Records from a dataset:
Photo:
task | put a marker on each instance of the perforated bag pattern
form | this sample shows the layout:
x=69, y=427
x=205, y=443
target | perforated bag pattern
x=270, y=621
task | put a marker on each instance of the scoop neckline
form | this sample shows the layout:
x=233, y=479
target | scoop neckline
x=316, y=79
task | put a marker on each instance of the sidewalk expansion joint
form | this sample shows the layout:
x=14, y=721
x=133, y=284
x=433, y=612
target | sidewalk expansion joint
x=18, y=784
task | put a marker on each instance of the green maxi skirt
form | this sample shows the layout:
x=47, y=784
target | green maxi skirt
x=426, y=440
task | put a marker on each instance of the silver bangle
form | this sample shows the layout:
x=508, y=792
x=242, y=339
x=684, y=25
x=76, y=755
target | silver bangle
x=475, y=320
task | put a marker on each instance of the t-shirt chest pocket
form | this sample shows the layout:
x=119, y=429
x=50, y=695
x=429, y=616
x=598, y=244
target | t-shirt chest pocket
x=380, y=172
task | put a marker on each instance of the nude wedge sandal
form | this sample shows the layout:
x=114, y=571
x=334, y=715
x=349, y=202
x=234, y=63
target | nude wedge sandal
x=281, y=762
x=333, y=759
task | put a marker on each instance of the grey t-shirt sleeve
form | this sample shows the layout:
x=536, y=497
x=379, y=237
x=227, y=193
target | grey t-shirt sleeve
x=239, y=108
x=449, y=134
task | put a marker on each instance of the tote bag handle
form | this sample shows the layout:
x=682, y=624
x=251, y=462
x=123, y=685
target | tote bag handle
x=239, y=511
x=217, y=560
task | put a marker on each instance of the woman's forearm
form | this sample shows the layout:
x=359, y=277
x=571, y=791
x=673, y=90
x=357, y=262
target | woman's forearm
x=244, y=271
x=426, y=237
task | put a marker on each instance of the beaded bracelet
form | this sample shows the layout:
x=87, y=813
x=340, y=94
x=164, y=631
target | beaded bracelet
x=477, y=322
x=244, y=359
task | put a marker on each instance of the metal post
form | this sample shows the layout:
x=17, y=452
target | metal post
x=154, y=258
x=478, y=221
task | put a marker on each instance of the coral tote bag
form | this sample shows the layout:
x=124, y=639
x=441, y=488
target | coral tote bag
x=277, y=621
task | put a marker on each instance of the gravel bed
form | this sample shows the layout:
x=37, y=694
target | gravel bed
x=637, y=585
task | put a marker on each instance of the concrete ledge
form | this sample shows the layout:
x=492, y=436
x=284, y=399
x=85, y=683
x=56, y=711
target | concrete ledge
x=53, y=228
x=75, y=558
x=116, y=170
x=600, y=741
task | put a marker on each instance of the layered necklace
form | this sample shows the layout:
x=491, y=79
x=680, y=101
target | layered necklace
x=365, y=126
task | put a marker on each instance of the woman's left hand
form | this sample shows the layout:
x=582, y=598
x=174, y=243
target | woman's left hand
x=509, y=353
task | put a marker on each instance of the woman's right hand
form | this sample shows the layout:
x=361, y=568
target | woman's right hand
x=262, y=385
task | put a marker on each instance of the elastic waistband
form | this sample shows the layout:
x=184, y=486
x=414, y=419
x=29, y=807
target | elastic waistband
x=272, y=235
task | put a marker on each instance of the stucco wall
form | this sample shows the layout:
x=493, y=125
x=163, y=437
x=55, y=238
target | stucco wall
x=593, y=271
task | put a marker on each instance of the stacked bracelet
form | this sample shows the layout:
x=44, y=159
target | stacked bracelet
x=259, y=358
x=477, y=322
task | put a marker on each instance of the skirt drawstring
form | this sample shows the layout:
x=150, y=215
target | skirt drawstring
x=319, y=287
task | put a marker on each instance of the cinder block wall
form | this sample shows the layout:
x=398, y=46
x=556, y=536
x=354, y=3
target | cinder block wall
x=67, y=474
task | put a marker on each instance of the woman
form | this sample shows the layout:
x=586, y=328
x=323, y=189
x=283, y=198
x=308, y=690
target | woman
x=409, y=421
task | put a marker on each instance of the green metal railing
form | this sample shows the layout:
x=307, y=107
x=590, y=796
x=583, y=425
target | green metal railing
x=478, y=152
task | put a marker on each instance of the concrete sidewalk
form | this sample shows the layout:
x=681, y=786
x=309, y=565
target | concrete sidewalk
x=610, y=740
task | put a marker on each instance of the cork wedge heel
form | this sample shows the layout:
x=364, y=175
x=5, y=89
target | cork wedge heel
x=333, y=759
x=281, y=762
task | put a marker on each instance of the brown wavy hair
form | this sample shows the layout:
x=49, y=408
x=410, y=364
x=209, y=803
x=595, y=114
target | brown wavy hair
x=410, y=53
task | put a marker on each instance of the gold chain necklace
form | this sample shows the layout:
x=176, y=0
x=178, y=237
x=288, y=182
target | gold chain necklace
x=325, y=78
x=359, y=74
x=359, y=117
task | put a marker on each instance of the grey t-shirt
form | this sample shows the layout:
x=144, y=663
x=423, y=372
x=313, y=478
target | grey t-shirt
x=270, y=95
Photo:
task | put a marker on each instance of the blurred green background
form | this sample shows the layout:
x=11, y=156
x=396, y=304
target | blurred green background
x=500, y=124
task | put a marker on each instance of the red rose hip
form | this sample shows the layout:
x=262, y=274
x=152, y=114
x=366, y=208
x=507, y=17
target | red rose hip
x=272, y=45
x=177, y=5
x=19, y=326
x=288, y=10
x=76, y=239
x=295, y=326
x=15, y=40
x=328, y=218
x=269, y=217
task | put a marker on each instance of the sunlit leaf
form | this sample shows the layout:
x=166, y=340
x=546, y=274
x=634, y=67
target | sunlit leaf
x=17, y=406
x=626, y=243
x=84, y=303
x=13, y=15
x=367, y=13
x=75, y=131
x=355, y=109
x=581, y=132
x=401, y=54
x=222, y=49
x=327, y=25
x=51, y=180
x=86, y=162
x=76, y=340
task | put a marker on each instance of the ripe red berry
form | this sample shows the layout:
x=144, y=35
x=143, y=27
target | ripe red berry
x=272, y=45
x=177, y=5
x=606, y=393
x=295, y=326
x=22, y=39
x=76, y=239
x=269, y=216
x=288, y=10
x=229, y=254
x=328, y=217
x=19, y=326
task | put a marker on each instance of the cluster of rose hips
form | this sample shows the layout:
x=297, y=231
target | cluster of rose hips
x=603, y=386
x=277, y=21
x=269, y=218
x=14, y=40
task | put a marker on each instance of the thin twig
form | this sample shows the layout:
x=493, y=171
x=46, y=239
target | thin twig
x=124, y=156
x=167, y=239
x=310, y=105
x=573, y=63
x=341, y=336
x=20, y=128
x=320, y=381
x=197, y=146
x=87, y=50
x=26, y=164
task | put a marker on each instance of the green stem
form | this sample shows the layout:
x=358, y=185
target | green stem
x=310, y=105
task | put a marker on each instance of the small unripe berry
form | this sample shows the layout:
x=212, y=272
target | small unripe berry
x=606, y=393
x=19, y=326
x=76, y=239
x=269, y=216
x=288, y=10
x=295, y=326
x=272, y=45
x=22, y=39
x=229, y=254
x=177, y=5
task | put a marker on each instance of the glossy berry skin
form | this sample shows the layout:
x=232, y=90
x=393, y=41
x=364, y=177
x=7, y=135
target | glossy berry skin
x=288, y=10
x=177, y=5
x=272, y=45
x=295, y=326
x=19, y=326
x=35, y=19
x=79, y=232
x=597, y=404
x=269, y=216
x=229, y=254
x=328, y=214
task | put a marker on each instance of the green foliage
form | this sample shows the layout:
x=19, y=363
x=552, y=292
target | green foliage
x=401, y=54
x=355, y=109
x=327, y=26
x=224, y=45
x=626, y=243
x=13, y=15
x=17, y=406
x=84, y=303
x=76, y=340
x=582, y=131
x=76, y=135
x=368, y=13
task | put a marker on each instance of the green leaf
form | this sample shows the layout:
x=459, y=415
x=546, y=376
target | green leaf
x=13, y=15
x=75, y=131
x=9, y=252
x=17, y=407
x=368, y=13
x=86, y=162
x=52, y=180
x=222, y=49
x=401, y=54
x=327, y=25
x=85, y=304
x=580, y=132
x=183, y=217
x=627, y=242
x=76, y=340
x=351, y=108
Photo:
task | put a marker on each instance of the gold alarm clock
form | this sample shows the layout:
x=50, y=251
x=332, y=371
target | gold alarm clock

◆ **What you should do**: Copy out word for word the stretch of records from the very start through the line containing "x=217, y=560".

◆ **Full answer**:
Photo:
task | put a marker on each instance of the perforated bag pattern
form | this sample shows the layout:
x=69, y=427
x=205, y=443
target | perforated bag pattern
x=270, y=621
task | put a marker on each instance of the scoop neckline
form | this sample shows the layout:
x=233, y=479
target | scoop neckline
x=316, y=79
task | put a marker on each instance of the sidewalk expansion joint
form | this sample shows the layout:
x=14, y=721
x=133, y=284
x=433, y=612
target | sidewalk expansion joint
x=18, y=784
task | put a marker on each instance of the green maxi skirt
form | this sample shows the layout:
x=47, y=784
target | green maxi skirt
x=426, y=440
task | put a marker on each instance of the silver bangle
form | this sample shows the layout:
x=508, y=792
x=242, y=339
x=684, y=25
x=76, y=755
target | silver bangle
x=475, y=320
task | put a marker on each instance of the t-shirt chest pocket
form | this sample shows the layout:
x=119, y=429
x=50, y=695
x=429, y=616
x=598, y=244
target | t-shirt chest pocket
x=380, y=172
task | put a marker on each instance of the nude wedge sandal
form | this sample shows the layout:
x=114, y=571
x=334, y=715
x=349, y=202
x=234, y=63
target | nude wedge sandal
x=281, y=762
x=333, y=759
task | put a marker on each instance of the grey t-shirt sleeve
form | this sample shows the layout:
x=536, y=497
x=379, y=237
x=227, y=193
target | grey t-shirt sleeve
x=239, y=108
x=449, y=134
task | put a marker on each instance of the tote bag handle
form | this sample shows the layout:
x=682, y=624
x=251, y=462
x=123, y=685
target | tote bag handle
x=239, y=511
x=217, y=560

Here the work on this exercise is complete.